DOCUMENT:
First, the bill raises the amounts that individuals can contribute to candidates and PACs and the amounts that PACs can contribute to candidates from $4,000 to $5,000 per election. Importantly, this dollar amount will be indexed to increase in odd numbered years beginning in 2015 based on the consumer price index. The bill also changes the time periods for an “election cycle,” extending it through the end of the calendar year after an election. Therefore, contributors who have reached their maximum contribution limits cannot provide additional support for debt reduction immediately following the election. Additionally, the bill repeals the $1,000 limit for contributions to candidates for superior or district court judge positions and eliminates the public funding program for appellate court elections.

However, the General Assembly narrowed a few traditional loopholes. The bill limits family members who may give unlimited amounts to candidates. Previously, a candidate’s spouse, parents, brothers and sisters were exempt from the contribution limits. Now, only a candidate’s spouse may donate unlimited amounts to the candidate. HB 589 also attempts to prescribe the use of money given for a political party “building fund.” Donations to these funds were previously unlimited, which made them a long-standing avenue for soft money. HB 589 seeks to change that by limiting the expenditure of money given for a building fund to use for a principal headquarters building and prohibits the use of those funds for headquarters equipment, other than fixtures, personnel compensation, or travel/fundraising expense. It does allow funds to be used for up to three administrative personnel who meet certain requirements.

Several key changes to the rules governing mass communications were included. The bill repeals Articles 22G and 22H defining candidate-specific communications and requiring disclosure statements to be filed with the State Board of Elections for candidate-specific communications in broadcast, cable, satellite, mass mailings or telephone banks. The bill clarifies that electioneering communications will be defined as those communications aired or transmitted after September 7 for November general elections. Most importantly, the bill strikes the previous requirement for sponsors of printed independent expenditure communications and electioneering communications to disclose the names of the five largest donors within the prior 6-month period, providing additional cover to those who donate to independent expenditures and electioneering communications.

The legislation clarifies that lobbyists can not collect from one or multiple contributors whereas the previous law strictly referred to bundling multiple contributors. This section also strengthens the term “recipient” to include both a candidate and candidate campaign committee. This particular portion of the bill becomes effective October 1, 2013.

Finally, the legislation clarifies that raffles may be administered by candidates and political committees. Receipts and expenditures from raffles will be reported on campaign finance reports, and ticket purchases will be considered contributions for reporting purposes.

Additional changes may be on the way in either a special session or the 2014 short session. During the interim, the legislation directs the Joint Legislative Election Oversight Committee to study a number of other changes, including the thresholds for the creation of political committees, standardizing the reporting schedules for political committees, electioneering communications, and independent expenditures, and eliminating the 48-hour campaign finance reporting obligations in periods leading up to the elections.

Unless otherwise noted, the above provisions of the bill become effective January 1, 2014, except for the voter identification requirement, which becomes effective on January 1, 2016. Governor McCrory has until August 26 to sign the bill, veto it, or allow it to become law without his signature.

DISCLAIMER: Because of the generality of this update, the information provided herein may not be applicable in all situations and should not be acted upon without specific legal advice based on particular situations.

SUPPLIED DATA:
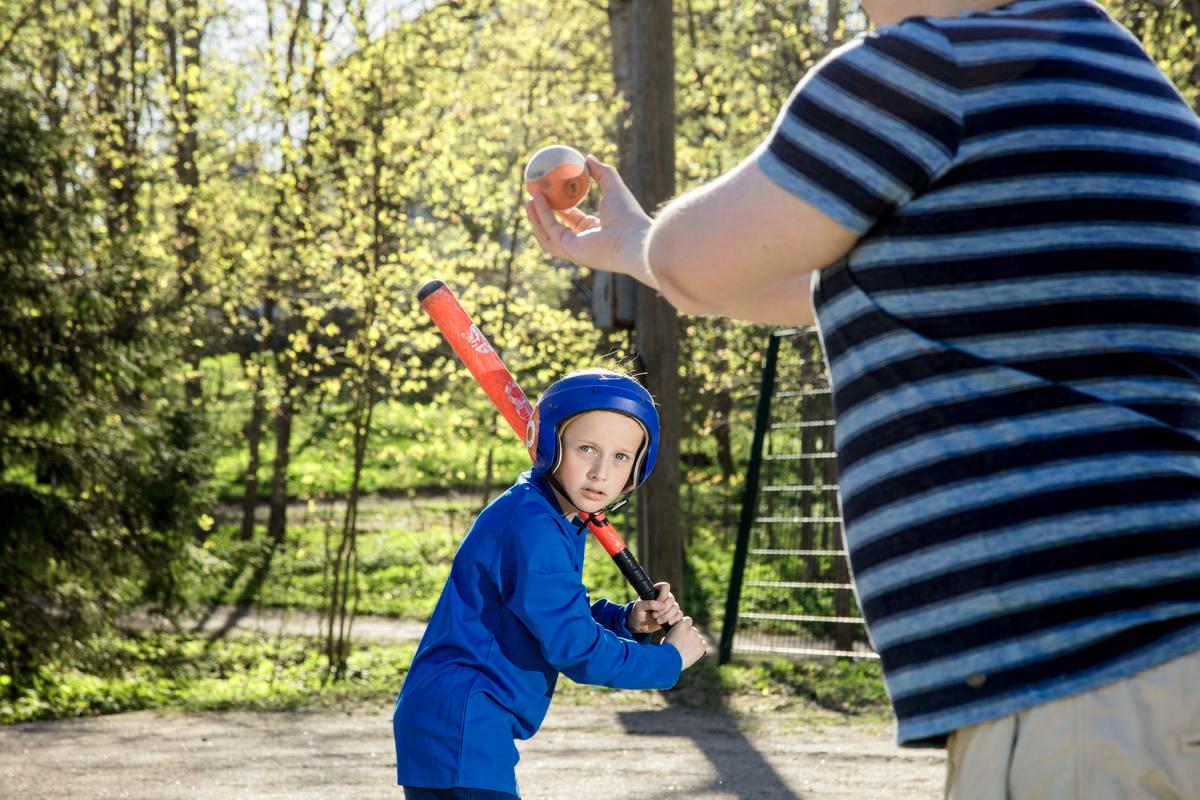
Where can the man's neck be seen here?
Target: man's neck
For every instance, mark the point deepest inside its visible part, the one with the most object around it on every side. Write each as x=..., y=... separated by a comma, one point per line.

TO-DO LIST:
(A) From the campaign finance update, reproduce word for word the passage from "First, the bill" to "appellate court elections.".
(B) According to the campaign finance update, the repealed Articles 22G and 22H required disclosure statements for candidate-specific communications in certain media. List every one of those media.

ANSWERS BY TASK:
(A)
First, the bill raises the amounts that individuals can contribute to candidates and PACs and the amounts that PACs can contribute to candidates from $4,000 to $5,000 per election. Importantly, this dollar amount will be indexed to increase in odd numbered years beginning in 2015 based on the consumer price index. The bill also changes the time periods for an “election cycle,” extending it through the end of the calendar year after an election. Therefore, contributors who have reached their maximum contribution limits cannot provide additional support for debt reduction immediately following the election. Additionally, the bill repeals the $1,000 limit for contributions to candidates for superior or district court judge positions and eliminates the public funding program for appellate court elections.

(B)
- Broadcast
- Cable
- Satellite
- Mass mailings
- Telephone banks